Direction - Reproduce the listing below in its entirety. Change nothing.

>> Begin Record excerpts

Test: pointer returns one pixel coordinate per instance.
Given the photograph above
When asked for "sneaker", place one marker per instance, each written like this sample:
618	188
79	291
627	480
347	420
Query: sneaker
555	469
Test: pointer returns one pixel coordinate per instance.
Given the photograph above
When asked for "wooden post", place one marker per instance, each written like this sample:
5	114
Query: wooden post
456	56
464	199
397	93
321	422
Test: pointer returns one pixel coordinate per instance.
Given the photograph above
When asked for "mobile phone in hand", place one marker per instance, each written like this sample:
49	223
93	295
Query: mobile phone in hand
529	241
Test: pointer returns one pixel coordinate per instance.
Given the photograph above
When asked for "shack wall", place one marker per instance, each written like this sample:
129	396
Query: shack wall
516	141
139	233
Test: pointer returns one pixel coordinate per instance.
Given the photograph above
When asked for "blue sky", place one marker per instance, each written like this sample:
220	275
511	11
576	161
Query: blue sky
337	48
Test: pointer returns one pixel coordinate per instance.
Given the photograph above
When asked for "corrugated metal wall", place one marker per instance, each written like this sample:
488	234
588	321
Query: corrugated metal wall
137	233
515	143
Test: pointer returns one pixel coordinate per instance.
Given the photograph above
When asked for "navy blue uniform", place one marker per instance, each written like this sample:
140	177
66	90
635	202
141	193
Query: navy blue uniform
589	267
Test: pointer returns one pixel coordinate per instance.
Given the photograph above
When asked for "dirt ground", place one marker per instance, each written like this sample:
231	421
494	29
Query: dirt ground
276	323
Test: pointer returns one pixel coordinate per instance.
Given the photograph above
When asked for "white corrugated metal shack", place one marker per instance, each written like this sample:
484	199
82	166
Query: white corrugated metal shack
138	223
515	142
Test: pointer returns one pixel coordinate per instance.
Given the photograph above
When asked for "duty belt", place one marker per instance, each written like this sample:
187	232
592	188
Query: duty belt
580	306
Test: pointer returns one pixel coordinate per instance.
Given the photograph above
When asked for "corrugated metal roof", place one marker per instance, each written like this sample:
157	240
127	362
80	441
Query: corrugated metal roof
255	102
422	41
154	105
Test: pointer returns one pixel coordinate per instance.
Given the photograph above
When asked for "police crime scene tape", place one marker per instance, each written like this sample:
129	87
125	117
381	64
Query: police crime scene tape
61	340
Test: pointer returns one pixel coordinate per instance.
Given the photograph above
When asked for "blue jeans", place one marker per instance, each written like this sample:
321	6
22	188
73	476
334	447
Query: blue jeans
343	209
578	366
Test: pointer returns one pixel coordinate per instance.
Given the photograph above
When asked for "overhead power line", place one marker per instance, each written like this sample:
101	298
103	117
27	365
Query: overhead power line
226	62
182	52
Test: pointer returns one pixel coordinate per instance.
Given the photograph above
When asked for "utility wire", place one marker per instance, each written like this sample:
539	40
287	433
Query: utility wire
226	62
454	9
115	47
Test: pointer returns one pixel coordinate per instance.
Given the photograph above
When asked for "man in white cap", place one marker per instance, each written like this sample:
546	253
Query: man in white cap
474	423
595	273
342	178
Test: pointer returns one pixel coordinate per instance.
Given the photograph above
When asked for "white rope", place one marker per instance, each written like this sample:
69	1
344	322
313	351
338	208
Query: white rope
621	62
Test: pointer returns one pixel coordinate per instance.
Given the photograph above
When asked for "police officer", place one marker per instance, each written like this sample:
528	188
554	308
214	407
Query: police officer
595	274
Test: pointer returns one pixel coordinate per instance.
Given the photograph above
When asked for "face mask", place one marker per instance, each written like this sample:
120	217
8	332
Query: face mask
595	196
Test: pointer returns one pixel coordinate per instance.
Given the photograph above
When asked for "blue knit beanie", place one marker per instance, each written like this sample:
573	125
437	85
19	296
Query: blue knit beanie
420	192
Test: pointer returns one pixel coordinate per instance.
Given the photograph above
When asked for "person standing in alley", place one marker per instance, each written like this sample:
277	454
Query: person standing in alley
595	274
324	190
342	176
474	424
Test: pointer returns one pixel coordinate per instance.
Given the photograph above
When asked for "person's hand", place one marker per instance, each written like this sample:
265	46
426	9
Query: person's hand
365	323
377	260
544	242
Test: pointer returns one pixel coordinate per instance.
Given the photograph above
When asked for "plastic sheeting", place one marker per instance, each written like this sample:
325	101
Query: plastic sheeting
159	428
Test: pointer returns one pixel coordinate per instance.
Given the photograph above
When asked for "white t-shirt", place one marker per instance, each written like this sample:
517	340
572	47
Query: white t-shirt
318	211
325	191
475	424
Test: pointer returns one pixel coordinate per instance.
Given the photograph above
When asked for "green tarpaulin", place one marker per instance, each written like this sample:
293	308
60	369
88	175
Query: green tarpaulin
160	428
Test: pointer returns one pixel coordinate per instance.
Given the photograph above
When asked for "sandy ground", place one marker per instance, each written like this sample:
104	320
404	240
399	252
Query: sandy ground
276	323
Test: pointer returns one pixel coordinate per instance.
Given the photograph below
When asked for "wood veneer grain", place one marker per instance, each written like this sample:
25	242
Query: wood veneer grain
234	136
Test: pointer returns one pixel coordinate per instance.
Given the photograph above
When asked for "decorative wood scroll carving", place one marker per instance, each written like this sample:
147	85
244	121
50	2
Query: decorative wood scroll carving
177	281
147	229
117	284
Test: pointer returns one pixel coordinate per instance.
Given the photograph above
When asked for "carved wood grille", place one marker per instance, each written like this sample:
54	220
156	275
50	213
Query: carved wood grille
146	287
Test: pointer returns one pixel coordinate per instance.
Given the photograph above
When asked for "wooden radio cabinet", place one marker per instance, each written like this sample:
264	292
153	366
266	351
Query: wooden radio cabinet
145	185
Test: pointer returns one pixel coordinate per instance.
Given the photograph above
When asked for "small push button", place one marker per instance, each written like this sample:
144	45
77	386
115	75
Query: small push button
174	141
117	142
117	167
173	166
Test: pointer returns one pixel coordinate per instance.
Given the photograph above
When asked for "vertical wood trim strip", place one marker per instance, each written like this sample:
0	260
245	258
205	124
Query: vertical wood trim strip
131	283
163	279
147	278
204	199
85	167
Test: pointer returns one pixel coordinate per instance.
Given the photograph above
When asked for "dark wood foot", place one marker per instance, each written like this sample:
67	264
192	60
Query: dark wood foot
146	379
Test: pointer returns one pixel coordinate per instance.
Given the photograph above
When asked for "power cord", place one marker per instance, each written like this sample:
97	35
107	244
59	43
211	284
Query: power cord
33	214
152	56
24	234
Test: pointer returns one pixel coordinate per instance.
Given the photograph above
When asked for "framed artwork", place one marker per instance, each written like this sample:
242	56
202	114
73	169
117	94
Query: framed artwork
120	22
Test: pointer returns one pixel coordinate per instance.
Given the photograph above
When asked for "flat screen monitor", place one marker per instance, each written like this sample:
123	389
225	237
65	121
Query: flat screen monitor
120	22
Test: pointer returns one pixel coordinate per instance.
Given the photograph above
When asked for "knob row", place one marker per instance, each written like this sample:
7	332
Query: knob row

>> End Record excerpts

Response to the exercise -
Test: pointer returns one pixel coordinate per instance.
Given the photograph above
When asked for "sneaker", place one marker per instance, each written like this sample:
618	188
79	291
627	480
347	420
Query: sneaker
555	469
Test: pointer returns one pixel coordinate per instance.
Given the photograph above
When asked for "wooden post", place one marker per instance, each written like this sample:
5	114
Query: wooden post
456	56
464	199
397	93
321	422
Test: pointer returns one pixel coordinate per instance.
Given the photograph above
When asked for "mobile phone in hand", place one marker per instance, each written like this sample:
49	223
93	295
Query: mobile phone in hand
529	241
Test: pointer returns one pixel coordinate per instance.
Given the photograph above
When asked for "shack wall", place one marker per instance, each written like this sample:
129	396
Query: shack wall
516	141
139	233
Test: pointer returns one pixel coordinate per instance.
Given the photograph above
When asked for "blue sky", place one marker per instance, each written like this sample:
220	275
511	11
576	161
Query: blue sky
337	48
Test: pointer returns one pixel coordinate per instance.
Given the photograph above
When asked for "corrugated metal wall", place one marker per instance, each written like this sample:
488	234
588	321
Query: corrugated metal wall
137	233
515	143
Test: pointer returns one pixel coordinate per instance.
Given the photograph above
When asked for "navy blue uniform", place one marker per instance, each written like this sample:
140	177
66	90
635	202
141	193
Query: navy blue uniform
589	267
Test: pointer returns one pixel coordinate per instance.
Given the photograph above
When asked for "dirt ground", place one marker per instance, each written like this sample:
231	421
494	29
Query: dirt ground
276	323
Test: pointer returns one pixel coordinate per instance.
Given the photograph above
When asked for "white corrugated metal shack", place one marker per instance, each written like this sample:
484	199
82	166
Query: white corrugated metal shack
138	223
515	142
Test: pointer returns one pixel coordinate per instance.
Given the photograph above
When asked for "duty belt", place one marker per instance, each written like this sample:
187	232
592	188
Query: duty belt
580	306
Test: pointer returns one pixel coordinate per instance.
Given the photograph above
When asked for "corrugated metal roof", place one marker per instance, each written like this sample:
157	240
127	362
80	441
Query: corrugated metal roof
255	102
422	41
154	105
Test: pointer returns one pixel coordinate per instance.
Given the photograph above
When asked for "police crime scene tape", place one marker per instance, each written like this sample:
129	87
125	117
381	64
Query: police crime scene tape
61	340
Test: pointer returns one pixel coordinate per instance.
Given the photograph above
When asked for "blue jeans", place one marker per instance, each written like this sample:
321	6
22	188
73	476
334	447
Query: blue jeans
343	209
578	366
Test: pointer returns one pixel coordinate per instance.
Given the photograph above
When asked for "overhead power line", place one marker per instance, each written like this sample:
101	298
103	117
27	365
Query: overhead power line
226	62
182	52
Test: pointer returns one pixel coordinate per instance.
Given the photograph above
When asked for "utility wire", place one marker per instance, each written like this sample:
539	40
287	433
Query: utility wire
226	62
454	9
115	47
Test: pointer returns one pixel coordinate per instance.
Given the photograph above
When asked for "man in white cap", place one marker per instance, each written like this sample:
546	253
Query: man in white cap
474	423
595	273
342	178
Test: pointer returns one pixel coordinate per instance.
Given the photograph above
When asked for "white rope", place one marker per instance, each written like this sample:
69	1
344	322
313	351
338	208
Query: white rope
621	62
Test: pointer returns one pixel coordinate per instance.
Given the photograph above
When asked for "police officer", place one marker per instance, each written like this sample:
528	188
554	308
214	407
Query: police officer
595	274
Test: pointer returns one pixel coordinate per instance.
Given the photograph above
When asked for "face mask", place one marker per instance, each written like this sample:
120	217
8	332
Query: face mask
595	196
Test: pointer returns one pixel coordinate per instance.
Given the photograph above
When asked for "blue knit beanie", place one marker per instance, each written like this sample:
573	125
437	85
19	296
Query: blue knit beanie
420	192
Test: pointer returns one pixel coordinate per instance.
Given the photograph above
When asked for "person standing in alley", place one marker per instance, each written like this sample:
277	454
Query: person standing in alley
595	274
324	190
342	176
474	424
Test: pointer returns one pixel coordinate per instance.
Given the photograph above
When asked for "person's hand", place one marker per instance, each written like this sample:
265	46
426	9
Query: person's hand
365	323
377	260
544	242
Test: pointer returns one pixel coordinate per instance.
Given the photograph above
When asked for "plastic sheeting", place one marker per instance, each written like this sample:
325	101
Query: plastic sheeting
159	428
Test: pointer returns one pixel coordinate per instance.
Given the photograph above
When asked for "white t-shirt", place one marker per instance, each written like this sample:
517	340
572	47
Query: white t-shirt
318	211
325	191
475	424
Test: pointer returns one pixel coordinate per instance.
Given the photograph above
When asked for "green tarpaulin", place one marker per instance, each written like this sample:
293	308
60	369
88	175
Query: green tarpaulin
160	428
Test: pointer returns one pixel coordinate per instance.
Given the photograph above
When asked for "sandy ground", place one marker per instance, each written like this sample:
104	320
404	240
399	252
Query: sandy ground
276	323
Test: pointer returns one pixel coordinate per instance.
Given the photograph below
When asked for "wood veneer grain", place one marker per instance, each written like this sample:
25	242
Query: wood veneer grain
234	136
Test: pointer returns one pixel coordinate per instance.
Given the photograph above
When asked for "decorative wood scroll carving", place one marker per instance, each written like this sample:
147	85
244	121
50	2
Query: decorative wood scroll carving
177	281
147	229
117	284
Test: pointer returns one pixel coordinate per instance.
Given the photograph above
When asked for "carved wood grille", place one marker per instance, each written like this sample:
54	220
156	275
50	213
Query: carved wood grille
146	287
Test: pointer returns one pixel coordinate per instance.
Given the photograph above
When asked for "wooden radio cabinet", place one marker per instance, each written like this sample:
264	292
153	366
266	351
Query: wooden radio cabinet
145	185
Test: pointer returns one pixel coordinate per instance.
Given the photograph above
When asked for "small push button", place one marker per instance, each written like this sample:
144	45
77	386
115	75
Query: small push button
174	141
117	142
117	167
173	166
Test: pointer returns one pixel coordinate per instance.
Given the photograph above
When asked for "vertical wood trim strip", place one marker per instance, each written like this sample:
0	260
245	258
205	124
Query: vertical wood trim strip
131	283
163	279
147	278
204	199
85	167
Test: pointer returns one pixel coordinate per instance.
Given the photograph above
When asked for "dark wood foot", place one marker per instance, each written like this sample:
67	264
192	60
Query: dark wood foot
146	379
Test: pointer returns one pixel coordinate per instance.
Given the photograph above
When asked for "power cord", place one marker per instance, each written like this sample:
97	35
107	244
59	43
211	284
Query: power cord
33	214
152	56
24	234
Test: pointer returns one pixel coordinate per instance.
Given the photograph above
When asked for "framed artwork", place one marker per instance, each written like this sample:
242	56
202	114
73	169
117	94
Query: framed artwork
120	22
Test: pointer returns one pixel coordinate per instance.
Given the photograph above
When asked for "flat screen monitor", place one marker per instance, each written like this sample:
123	389
225	237
65	121
Query: flat screen monitor
120	22
Test: pointer returns one pixel coordinate per instance.
Given the photograph above
When asked for "knob row", place one marker per instance, each written like this sample:
7	332
Query: knob row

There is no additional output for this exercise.